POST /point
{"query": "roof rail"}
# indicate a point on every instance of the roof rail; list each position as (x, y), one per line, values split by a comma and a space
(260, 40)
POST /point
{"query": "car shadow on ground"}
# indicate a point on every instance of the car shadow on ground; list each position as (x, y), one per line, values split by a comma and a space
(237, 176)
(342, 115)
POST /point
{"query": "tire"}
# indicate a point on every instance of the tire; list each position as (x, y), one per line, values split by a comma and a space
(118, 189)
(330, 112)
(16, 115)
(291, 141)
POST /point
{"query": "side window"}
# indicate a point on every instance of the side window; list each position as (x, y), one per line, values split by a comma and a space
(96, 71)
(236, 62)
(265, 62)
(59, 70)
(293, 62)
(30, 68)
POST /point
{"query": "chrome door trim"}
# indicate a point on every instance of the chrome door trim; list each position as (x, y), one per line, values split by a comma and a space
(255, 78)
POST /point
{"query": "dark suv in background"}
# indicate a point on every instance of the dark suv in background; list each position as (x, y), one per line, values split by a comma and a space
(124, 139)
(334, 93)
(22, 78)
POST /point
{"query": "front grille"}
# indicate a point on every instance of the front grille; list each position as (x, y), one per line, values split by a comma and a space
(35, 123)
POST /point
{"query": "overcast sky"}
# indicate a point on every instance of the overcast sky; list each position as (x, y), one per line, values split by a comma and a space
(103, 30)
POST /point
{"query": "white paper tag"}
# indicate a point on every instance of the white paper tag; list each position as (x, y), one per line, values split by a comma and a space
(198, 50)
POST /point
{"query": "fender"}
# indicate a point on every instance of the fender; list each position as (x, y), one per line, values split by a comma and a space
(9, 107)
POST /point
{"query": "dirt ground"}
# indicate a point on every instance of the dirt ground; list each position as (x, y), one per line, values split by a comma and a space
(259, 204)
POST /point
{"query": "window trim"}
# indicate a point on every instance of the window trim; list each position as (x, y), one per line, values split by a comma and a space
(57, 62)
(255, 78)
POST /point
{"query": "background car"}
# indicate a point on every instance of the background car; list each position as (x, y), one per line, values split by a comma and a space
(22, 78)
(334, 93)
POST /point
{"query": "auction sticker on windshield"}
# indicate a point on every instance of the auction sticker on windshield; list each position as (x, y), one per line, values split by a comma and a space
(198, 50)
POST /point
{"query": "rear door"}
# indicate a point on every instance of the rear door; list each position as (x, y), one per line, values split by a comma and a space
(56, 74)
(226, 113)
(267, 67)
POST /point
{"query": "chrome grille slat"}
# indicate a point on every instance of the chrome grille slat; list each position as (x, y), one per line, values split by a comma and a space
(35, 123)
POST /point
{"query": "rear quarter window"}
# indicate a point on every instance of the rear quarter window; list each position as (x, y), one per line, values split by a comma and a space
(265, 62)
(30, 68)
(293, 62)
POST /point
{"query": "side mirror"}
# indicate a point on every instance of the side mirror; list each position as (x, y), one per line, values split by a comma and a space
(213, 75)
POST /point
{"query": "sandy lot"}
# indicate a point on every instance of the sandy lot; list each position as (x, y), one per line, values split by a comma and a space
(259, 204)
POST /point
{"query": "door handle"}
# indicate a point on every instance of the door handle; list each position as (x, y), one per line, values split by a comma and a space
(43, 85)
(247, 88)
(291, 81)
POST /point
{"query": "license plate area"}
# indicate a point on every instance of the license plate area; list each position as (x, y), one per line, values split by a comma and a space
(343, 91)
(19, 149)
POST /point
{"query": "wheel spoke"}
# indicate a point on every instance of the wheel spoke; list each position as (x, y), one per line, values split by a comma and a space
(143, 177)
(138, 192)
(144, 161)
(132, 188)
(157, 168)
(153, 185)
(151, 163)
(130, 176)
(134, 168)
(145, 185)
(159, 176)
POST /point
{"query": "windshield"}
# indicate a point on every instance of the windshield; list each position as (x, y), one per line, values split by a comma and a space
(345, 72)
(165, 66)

§ SHORT PROBLEM
Pick out each line in the records above that contains the string "handle", and copy those lines.

§ TASK SOLUTION
{"query": "door handle"}
# indicate a point on every instance of the door handle; list each position as (x, y), one per line, values split by a comma and a space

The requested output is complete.